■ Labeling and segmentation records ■
▶
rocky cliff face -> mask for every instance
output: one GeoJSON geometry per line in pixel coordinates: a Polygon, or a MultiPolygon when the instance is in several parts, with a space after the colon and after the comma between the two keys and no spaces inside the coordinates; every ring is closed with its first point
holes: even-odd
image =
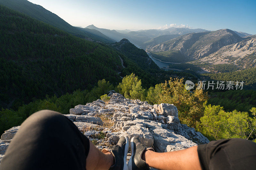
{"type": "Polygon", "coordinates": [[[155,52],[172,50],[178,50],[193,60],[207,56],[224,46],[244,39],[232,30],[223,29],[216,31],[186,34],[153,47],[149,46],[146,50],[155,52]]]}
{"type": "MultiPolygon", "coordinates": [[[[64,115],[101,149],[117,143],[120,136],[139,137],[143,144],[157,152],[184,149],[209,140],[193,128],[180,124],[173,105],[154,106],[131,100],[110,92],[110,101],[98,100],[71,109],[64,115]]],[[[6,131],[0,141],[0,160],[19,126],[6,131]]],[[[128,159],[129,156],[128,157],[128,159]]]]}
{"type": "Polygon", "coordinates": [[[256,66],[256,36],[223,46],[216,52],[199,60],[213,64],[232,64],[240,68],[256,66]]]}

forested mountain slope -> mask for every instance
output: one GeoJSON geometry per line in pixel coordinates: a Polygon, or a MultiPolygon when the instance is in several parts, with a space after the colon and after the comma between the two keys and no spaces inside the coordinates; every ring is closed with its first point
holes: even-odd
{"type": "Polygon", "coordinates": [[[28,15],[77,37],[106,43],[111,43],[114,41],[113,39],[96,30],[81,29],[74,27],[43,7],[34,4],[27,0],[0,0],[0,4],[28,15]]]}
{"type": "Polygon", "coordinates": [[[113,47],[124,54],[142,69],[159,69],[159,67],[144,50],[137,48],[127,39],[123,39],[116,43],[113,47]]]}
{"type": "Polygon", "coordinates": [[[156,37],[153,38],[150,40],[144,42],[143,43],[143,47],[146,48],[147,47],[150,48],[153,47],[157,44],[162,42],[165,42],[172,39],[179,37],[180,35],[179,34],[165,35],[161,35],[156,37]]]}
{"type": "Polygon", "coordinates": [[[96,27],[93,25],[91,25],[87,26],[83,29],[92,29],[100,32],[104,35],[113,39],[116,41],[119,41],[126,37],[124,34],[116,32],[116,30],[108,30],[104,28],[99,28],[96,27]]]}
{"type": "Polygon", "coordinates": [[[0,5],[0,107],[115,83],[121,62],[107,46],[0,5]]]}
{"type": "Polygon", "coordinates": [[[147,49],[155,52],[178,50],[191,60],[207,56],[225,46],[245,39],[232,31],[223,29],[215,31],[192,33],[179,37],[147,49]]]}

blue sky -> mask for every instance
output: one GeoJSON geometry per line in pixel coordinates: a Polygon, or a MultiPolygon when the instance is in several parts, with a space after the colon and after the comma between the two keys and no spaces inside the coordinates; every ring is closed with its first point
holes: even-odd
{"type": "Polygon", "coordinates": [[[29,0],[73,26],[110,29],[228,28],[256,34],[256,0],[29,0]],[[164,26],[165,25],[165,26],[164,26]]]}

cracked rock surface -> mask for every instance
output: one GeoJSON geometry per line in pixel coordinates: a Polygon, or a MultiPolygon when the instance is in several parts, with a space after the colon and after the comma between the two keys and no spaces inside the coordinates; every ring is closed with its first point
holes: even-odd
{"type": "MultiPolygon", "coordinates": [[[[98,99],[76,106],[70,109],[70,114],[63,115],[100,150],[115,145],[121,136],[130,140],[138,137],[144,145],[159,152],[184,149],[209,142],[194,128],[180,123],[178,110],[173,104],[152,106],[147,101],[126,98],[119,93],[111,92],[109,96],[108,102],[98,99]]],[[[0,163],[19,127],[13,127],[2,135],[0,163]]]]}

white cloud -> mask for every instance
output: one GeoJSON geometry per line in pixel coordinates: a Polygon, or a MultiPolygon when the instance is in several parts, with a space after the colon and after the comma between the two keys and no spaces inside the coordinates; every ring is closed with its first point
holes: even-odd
◀
■ Objective ■
Every entry above is to be set down exactly; the pictures are to be left out.

■ Exercise output ■
rocky cliff face -> mask for every instance
output: one GeoJSON geometry per line in pixel coordinates: a Polygon, or a MultiPolygon when the instance is in several parts, with a space after the colon and after the comma between the two keys and no spaces inside the coordinates; every ring is closed with its first point
holes: even-odd
image =
{"type": "Polygon", "coordinates": [[[155,52],[172,50],[178,50],[193,60],[207,56],[224,46],[244,39],[232,30],[223,29],[216,31],[186,34],[153,47],[149,46],[146,50],[155,52]]]}
{"type": "MultiPolygon", "coordinates": [[[[64,115],[101,149],[117,143],[120,136],[139,137],[143,144],[157,152],[184,149],[209,140],[193,128],[180,124],[173,105],[154,106],[131,100],[110,92],[110,101],[98,100],[71,109],[64,115]]],[[[6,131],[0,141],[0,160],[19,126],[6,131]]],[[[128,159],[129,156],[128,157],[128,159]]]]}
{"type": "Polygon", "coordinates": [[[256,66],[256,36],[223,46],[216,52],[199,60],[213,64],[232,64],[240,68],[256,66]]]}

forested mountain slope -> mask for every instance
output: one GeoJSON geometry per line in pixel coordinates: a Polygon, or a MultiPolygon when the instance is in several parts, with a space after the colon and after the comma between the two keys and no spaces inside the coordinates; every ring is closed with its first point
holes: even-odd
{"type": "Polygon", "coordinates": [[[28,15],[77,37],[106,43],[111,43],[114,41],[113,39],[96,30],[81,29],[74,27],[43,7],[34,4],[27,0],[0,0],[0,4],[28,15]]]}
{"type": "Polygon", "coordinates": [[[113,47],[124,54],[142,69],[159,69],[159,67],[144,50],[137,48],[127,39],[123,39],[116,43],[113,47]]]}
{"type": "Polygon", "coordinates": [[[156,37],[153,38],[150,40],[144,42],[143,43],[143,47],[146,48],[147,47],[150,48],[153,47],[157,44],[162,42],[165,42],[172,39],[179,37],[180,35],[179,34],[165,35],[161,35],[156,37]]]}
{"type": "Polygon", "coordinates": [[[96,27],[93,25],[91,25],[87,26],[83,29],[92,29],[100,32],[104,35],[113,39],[116,41],[119,41],[126,37],[124,34],[116,32],[116,30],[108,30],[104,28],[99,28],[96,27]]]}
{"type": "Polygon", "coordinates": [[[0,5],[0,107],[115,83],[121,62],[107,46],[0,5]]]}
{"type": "Polygon", "coordinates": [[[147,49],[155,52],[178,50],[191,60],[207,56],[225,46],[245,39],[232,31],[223,29],[215,31],[192,33],[179,37],[147,49]]]}

blue sky -> mask for every instance
output: one GeoJSON geometry per line in pixel coordinates: a Polygon, or a MultiPolygon when the instance is in several parts, with a space after the colon and after the comma between the two keys and no spaces inside the coordinates; every ring is closed with its first point
holes: even-odd
{"type": "Polygon", "coordinates": [[[29,0],[73,26],[110,29],[228,28],[256,34],[256,0],[29,0]],[[164,26],[165,25],[165,26],[164,26]]]}

cracked rock surface -> mask for every instance
output: one GeoJSON geometry per line in pixel coordinates: a Polygon, or a MultiPolygon when the instance is in several parts, with a space after the colon and after the comma between the two keys and no spaces inside the coordinates; every ring is closed with its first point
holes: even-odd
{"type": "MultiPolygon", "coordinates": [[[[98,99],[76,106],[70,109],[70,114],[63,115],[100,150],[115,145],[121,136],[130,140],[138,137],[144,145],[159,152],[184,149],[209,142],[194,128],[180,123],[178,110],[173,104],[152,106],[147,101],[126,98],[119,93],[111,92],[109,96],[108,102],[98,99]]],[[[0,163],[19,127],[13,127],[2,135],[0,163]]]]}

white cloud -> mask for every instance
output: one GeoJSON geometry per line in pixel coordinates: a Polygon, or a MultiPolygon when the instance is in several parts, with a space after the colon and after the comma between the two keys and no spaces inside the coordinates; every ring is closed with its first point
holes: even-odd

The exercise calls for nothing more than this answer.